Top of EXTRACT TO READ

Data systems outlive applications, frameworks, and infrastructure.
They encode decisions that shape what a system can become-and what it can never safely change.
Designing Modern Data Systems is a deep, decision-driven guide to building data systems that are reliable, scalable, and adaptable over time. Rather than focusing on tools or trends, this book teaches how to reason about architecture itself: how guarantees are chosen, where authority lives, how failures manifest, and how systems evolve under real-world pressure.
Written for experienced engineers and architects, the book treats data systems as long-lived sociotechnical systems-not just databases or pipelines. It focuses on clarity of responsibility, explicit trade-offs, and preserving meaning as data moves, changes, and ages.
This book takes a structured journey through modern data system design:
- How to define data systems as distinct from applications and infrastructure
- How non-functional requirements like reliability, availability, latency, and cost shape architecture long before technology choices
- How to design data models, storage engines, and indexing strategies that survive product evolution
- How to reason about replication, partitioning, coordination, and distributed transactions without accidental complexity
- How batch and stream processing fit into a unified view of data over time
- How logs, history, and derived data enable recovery, reprocessing, and safe change
- How to operate systems in production with observability, backpressure, and failure isolation
- How to design data systems that support machine learning and large language model platforms, including feature pipelines and embeddings
- How to migrate, evolve, and decommission systems without outages or loss of trust
Throughout the book, ideas are grounded in a single evolving reference system, allowing readers to see how architectural decisions accumulate and interact as requirements change.
What Makes This Book Different
- Decision-focused, not tool-driven
The book avoids product comparisons and instead teaches how to evaluate any technology within clear architectural constraints. - Explicit trade-offs, not recipes
Every design choice is examined in terms of what it enables, what it forbids, and what it costs. - Modern, without being trendy
AI and LLM systems are addressed where they introduce real architectural pressure-without hype or speculation. - Written for longevity
The principles in this book are designed to remain relevant as tools, platforms, and organizational structures change.
This book is written for:
- Software engineers designing backend and platform systems
- Data engineers responsible for storage, processing, and pipelines
- Staff, principal, and senior engineers shaping architectural direction
- Architects and technical leaders responsible for long-term system evolution
- Practitioners preparing for system design interviews who want judgment, not templates
This is not:
- A beginner's introduction to databases
- A step-by-step tutorial for specific tools
- A catalog of technologies or patterns
Instead, it is a book about how to think clearly about data systems, and how to design them so they remain understandable, trustworthy, and changeable over time.
If you are responsible for making architectural decisions-and living with their consequences-Designing Modern Data Systems is written for you.

Bottom of EXTRACT TO READ

▸ **ASSIGNED TASK A**
Which groups does the book description say the book is written for? List every one.
▸ **ASSIGNED TASK B**
Summarize the book description in two sentences.
▸ **ASSIGNED TASK C**
Can you quote the book description starting at "What Makes This" and ending at "organizational structures change."?

Top of DATA RECORDS

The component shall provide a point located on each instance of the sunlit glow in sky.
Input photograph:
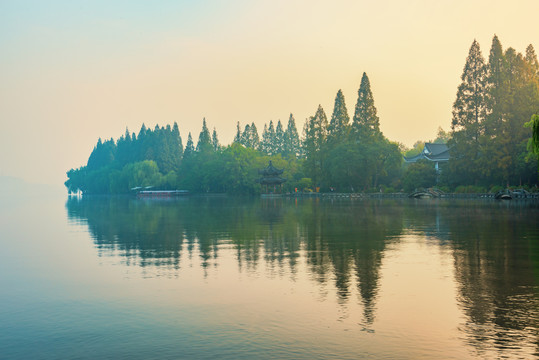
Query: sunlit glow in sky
(74, 71)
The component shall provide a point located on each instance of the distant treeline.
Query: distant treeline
(491, 144)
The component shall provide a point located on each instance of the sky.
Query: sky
(74, 71)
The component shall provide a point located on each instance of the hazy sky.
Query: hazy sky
(74, 71)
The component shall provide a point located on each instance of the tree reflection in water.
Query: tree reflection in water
(495, 247)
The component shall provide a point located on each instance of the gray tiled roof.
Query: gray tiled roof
(431, 152)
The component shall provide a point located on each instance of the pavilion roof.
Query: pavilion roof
(431, 152)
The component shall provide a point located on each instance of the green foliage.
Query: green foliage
(493, 103)
(366, 122)
(204, 138)
(338, 126)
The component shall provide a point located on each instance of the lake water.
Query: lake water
(225, 278)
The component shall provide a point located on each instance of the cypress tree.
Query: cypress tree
(254, 138)
(245, 139)
(279, 138)
(495, 88)
(215, 140)
(469, 109)
(531, 60)
(366, 122)
(237, 138)
(268, 139)
(338, 126)
(315, 138)
(292, 142)
(189, 147)
(469, 112)
(204, 139)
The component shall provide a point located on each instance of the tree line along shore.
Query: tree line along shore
(493, 142)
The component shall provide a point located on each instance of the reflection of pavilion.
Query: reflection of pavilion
(271, 178)
(437, 153)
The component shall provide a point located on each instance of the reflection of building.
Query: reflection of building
(436, 153)
(271, 178)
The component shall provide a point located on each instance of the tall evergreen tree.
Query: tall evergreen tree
(245, 138)
(268, 139)
(292, 142)
(469, 109)
(237, 138)
(338, 126)
(531, 59)
(495, 88)
(366, 122)
(469, 113)
(178, 138)
(279, 138)
(204, 139)
(315, 138)
(215, 141)
(189, 147)
(254, 138)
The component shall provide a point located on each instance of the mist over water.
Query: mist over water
(210, 277)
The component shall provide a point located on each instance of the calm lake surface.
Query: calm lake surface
(226, 278)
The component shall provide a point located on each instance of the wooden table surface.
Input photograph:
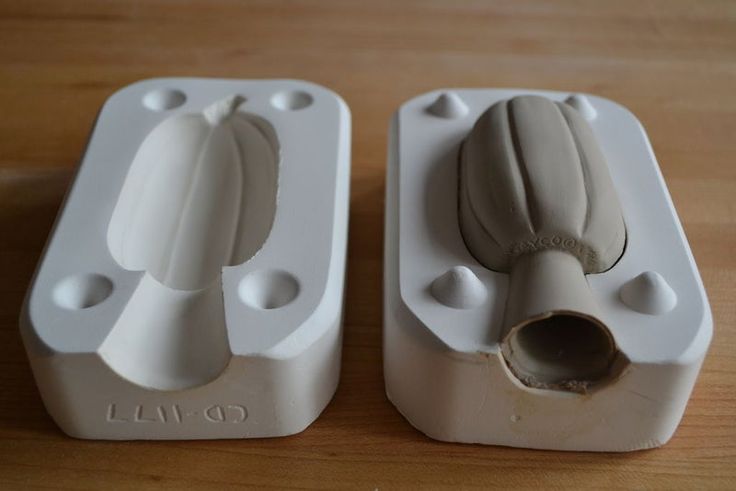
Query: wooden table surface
(673, 63)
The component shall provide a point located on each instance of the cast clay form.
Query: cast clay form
(192, 286)
(539, 290)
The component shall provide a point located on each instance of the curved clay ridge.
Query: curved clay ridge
(199, 195)
(537, 201)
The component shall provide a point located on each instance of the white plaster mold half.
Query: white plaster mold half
(539, 289)
(192, 285)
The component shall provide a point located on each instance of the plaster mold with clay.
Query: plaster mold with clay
(539, 290)
(192, 285)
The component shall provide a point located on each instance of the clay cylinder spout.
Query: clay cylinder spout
(536, 201)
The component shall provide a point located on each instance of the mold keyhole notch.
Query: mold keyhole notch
(536, 201)
(200, 194)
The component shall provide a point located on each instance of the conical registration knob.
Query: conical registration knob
(448, 105)
(649, 293)
(459, 288)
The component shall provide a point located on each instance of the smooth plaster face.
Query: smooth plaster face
(537, 202)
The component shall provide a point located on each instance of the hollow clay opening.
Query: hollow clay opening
(562, 351)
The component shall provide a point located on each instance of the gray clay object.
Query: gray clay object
(536, 201)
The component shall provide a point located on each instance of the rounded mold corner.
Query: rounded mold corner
(268, 289)
(582, 104)
(292, 100)
(163, 99)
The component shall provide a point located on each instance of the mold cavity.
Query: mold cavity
(561, 351)
(291, 100)
(164, 99)
(82, 291)
(267, 290)
(200, 195)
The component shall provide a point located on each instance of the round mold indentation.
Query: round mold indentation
(164, 99)
(268, 289)
(291, 100)
(82, 291)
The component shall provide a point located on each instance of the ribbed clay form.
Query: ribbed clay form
(200, 195)
(536, 201)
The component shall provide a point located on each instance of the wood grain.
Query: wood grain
(673, 63)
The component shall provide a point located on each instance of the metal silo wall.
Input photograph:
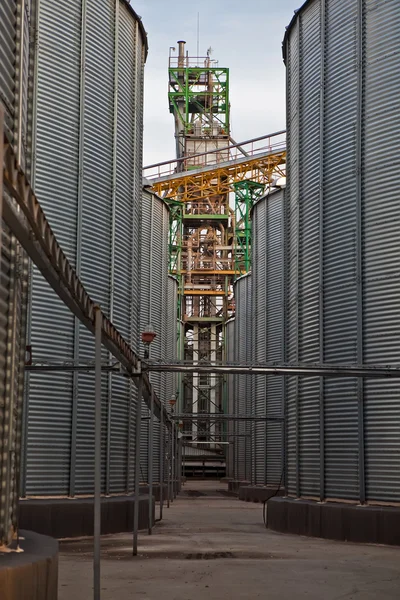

Bottom of DATA RECORDS

▸ **EXERCISE RESULT A**
- Software engineers designing backend and platform systems
- Data engineers responsible for storage, processing, and pipelines
- Staff, principal, and senior engineers shaping architectural direction
- Architects and technical leaders responsible for long-term system evolution
- Practitioners preparing for system design interviews who want judgment, not templates

▸ **EXERCISE RESULT B**
Designing Modern Data Systems is a decision-driven guide for experienced engineers and architects on building data systems that are reliable, scalable, and adaptable over time, teaching how to reason about architecture rather than focusing on tools or trends. It covers topics from data models and replication to stream processing, production operations, and migration, grounding them in a single evolving reference system and examining each design choice in terms of what it enables, forbids, and costs.

▸ **EXERCISE RESULT C**
What Makes This Book Different
- Decision-focused, not tool-driven
The book avoids product comparisons and instead teaches how to evaluate any technology within clear architectural constraints. - Explicit trade-offs, not recipes
Every design choice is examined in terms of what it enables, what it forbids, and what it costs. - Modern, without being trendy
AI and LLM systems are addressed where they introduce real architectural pressure-without hype or speculation. - Written for longevity
The principles in this book are designed to remain relevant as tools, platforms, and organizational structures change.